■ Written request
Reproduce the entries below word for word. Start at the line that contains "For each instance of the black swim shorts, drop" and continue through the end of the entries.

■ Recorded data
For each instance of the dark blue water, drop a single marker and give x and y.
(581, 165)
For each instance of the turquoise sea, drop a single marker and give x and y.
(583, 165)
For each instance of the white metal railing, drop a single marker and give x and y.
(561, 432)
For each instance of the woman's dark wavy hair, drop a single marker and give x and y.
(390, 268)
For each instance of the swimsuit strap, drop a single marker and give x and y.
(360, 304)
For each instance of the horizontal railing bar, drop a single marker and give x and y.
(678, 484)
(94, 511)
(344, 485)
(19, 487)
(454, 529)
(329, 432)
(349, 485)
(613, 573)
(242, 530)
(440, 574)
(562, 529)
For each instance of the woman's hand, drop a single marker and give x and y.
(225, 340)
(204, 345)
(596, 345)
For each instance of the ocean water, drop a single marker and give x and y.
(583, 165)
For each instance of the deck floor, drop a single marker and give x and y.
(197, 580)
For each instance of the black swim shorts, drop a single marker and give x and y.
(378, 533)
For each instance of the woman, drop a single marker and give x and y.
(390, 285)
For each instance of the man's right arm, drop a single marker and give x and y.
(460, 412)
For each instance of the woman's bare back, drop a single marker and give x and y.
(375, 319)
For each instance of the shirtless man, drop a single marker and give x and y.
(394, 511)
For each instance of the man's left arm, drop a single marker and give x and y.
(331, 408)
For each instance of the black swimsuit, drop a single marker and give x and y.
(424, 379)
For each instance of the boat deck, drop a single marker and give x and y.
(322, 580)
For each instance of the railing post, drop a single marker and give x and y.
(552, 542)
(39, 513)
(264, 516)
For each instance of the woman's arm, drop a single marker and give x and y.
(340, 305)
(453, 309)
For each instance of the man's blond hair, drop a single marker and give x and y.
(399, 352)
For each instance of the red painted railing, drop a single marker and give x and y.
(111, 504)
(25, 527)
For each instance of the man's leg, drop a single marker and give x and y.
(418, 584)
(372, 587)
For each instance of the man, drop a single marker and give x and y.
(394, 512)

■ Written reply
For each instance of the black swim shorts, drop a single marker and give x and y.
(378, 533)
For each instance of the woman, drop a single marker and give x and y.
(390, 285)
For each instance of the man's right arm, drop a single marker and give x and y.
(460, 412)
For each instance of the woman's bare back, drop a single marker and give x and y.
(375, 319)
For each instance of the shirtless man, drop a single marker and give x and y.
(394, 511)
For each instance of the man's left arm, drop a single marker and give x and y.
(331, 408)
For each instance of the black swimsuit, drop a single marker and give x and y.
(424, 379)
For each instance of the boat deck, drop a single marker and give x and y.
(322, 580)
For each instance of the railing post, drop a single marker and give x and y.
(552, 542)
(39, 513)
(264, 516)
For each instance of the woman's arm, drop a single marker and give x and y.
(340, 305)
(453, 309)
For each instance of the man's blond hair, drop a single marker and give x and y.
(399, 352)
For each instance of the red painted railing, drop a single marker and give x and y.
(111, 504)
(25, 527)
For each instance of the man's leg, drop a single marker and give x and y.
(418, 584)
(372, 587)
For each instance of the man, drop a single marker and give x and y.
(394, 512)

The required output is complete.